» **Stated task a**
In the game recap, how many batters did Joba Chamberlain strike out?

Joba Chamberlain pitches 8 innings for the win against Cleveland

Joba Chamberlain pitches 8 innings for the win against Cleveland

Monday, June 1, 2009: (At Cleveland)

The midges didn’t affect Joba Chamberlain in his first start in Cleveland — and neither did the Indians’ hitters.

 Chamberlain allowed two runs in a career-high eight innings and the Yankees set a record for consecutive games without making an error in a 5-2 victory against Cleveland on Monday night.

 Chamberlain (3-1) retired the first 11 batters before Victor Martinez‘s home run in the fourth. He allowed four hits, walked two and struck out five. He showed great velocity, still hitting 97 mph on the radar gun in the eighth.

“Maybe he’s mad at the midges,” Yankees manager Joe Girardi said.

Bugs headlined Chamberlain’s relief appearance in the American League Division Series two years ago, when they swarmed and distracted him while he walked Grady Sizemore and threw two wild pitches that enabled Cleveland to tie — and ultimately win — the game. The Indians went on to eliminate the Yankees in four games.

The Yankees squandered one bases-loaded scoring chance off Greg Aquino (1-1), but not the second.

Aquino walked the bases loaded in the seventh before Nick Swisher doubled home a pair of runs against him and Alex Rodriguez singled home two more. Before Swisher’s at-bat, he stepped out of the box and had to laugh at Derek Jeter‘s forecasting ability, since a storm was approaching the Cleveland area.

» **Supplied records**

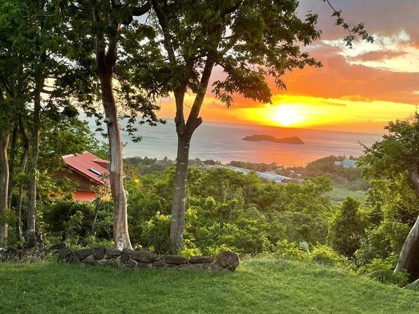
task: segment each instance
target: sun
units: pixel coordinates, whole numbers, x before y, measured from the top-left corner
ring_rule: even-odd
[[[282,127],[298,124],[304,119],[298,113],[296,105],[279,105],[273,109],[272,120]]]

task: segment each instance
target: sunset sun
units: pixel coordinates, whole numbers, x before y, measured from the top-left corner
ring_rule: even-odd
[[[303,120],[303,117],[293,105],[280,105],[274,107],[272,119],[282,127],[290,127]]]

--

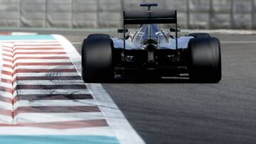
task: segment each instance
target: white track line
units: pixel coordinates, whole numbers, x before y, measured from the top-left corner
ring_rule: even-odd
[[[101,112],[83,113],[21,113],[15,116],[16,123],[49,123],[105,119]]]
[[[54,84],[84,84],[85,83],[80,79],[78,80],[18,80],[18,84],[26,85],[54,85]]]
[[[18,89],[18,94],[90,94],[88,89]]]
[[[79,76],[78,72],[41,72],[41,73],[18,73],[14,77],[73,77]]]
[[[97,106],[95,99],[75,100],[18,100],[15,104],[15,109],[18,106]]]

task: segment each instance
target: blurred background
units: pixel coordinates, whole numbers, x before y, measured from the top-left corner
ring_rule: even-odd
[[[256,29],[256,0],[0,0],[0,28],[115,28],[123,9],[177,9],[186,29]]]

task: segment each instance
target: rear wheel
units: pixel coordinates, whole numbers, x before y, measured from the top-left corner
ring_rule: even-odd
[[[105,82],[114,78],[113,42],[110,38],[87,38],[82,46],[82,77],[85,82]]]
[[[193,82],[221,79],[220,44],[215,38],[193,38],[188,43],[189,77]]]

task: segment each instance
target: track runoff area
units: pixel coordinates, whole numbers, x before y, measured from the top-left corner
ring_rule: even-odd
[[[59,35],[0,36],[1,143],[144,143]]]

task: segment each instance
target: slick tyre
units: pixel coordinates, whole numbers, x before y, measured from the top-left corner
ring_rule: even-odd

» **Stated task b**
From the listing, pull out every line that contains the string "target".

» **Complete output a**
Five.

» **Complete output b**
target: sun
target: sunset sun
target: white track line
target: blurred background
target: rear wheel
target: track runoff area
target: slick tyre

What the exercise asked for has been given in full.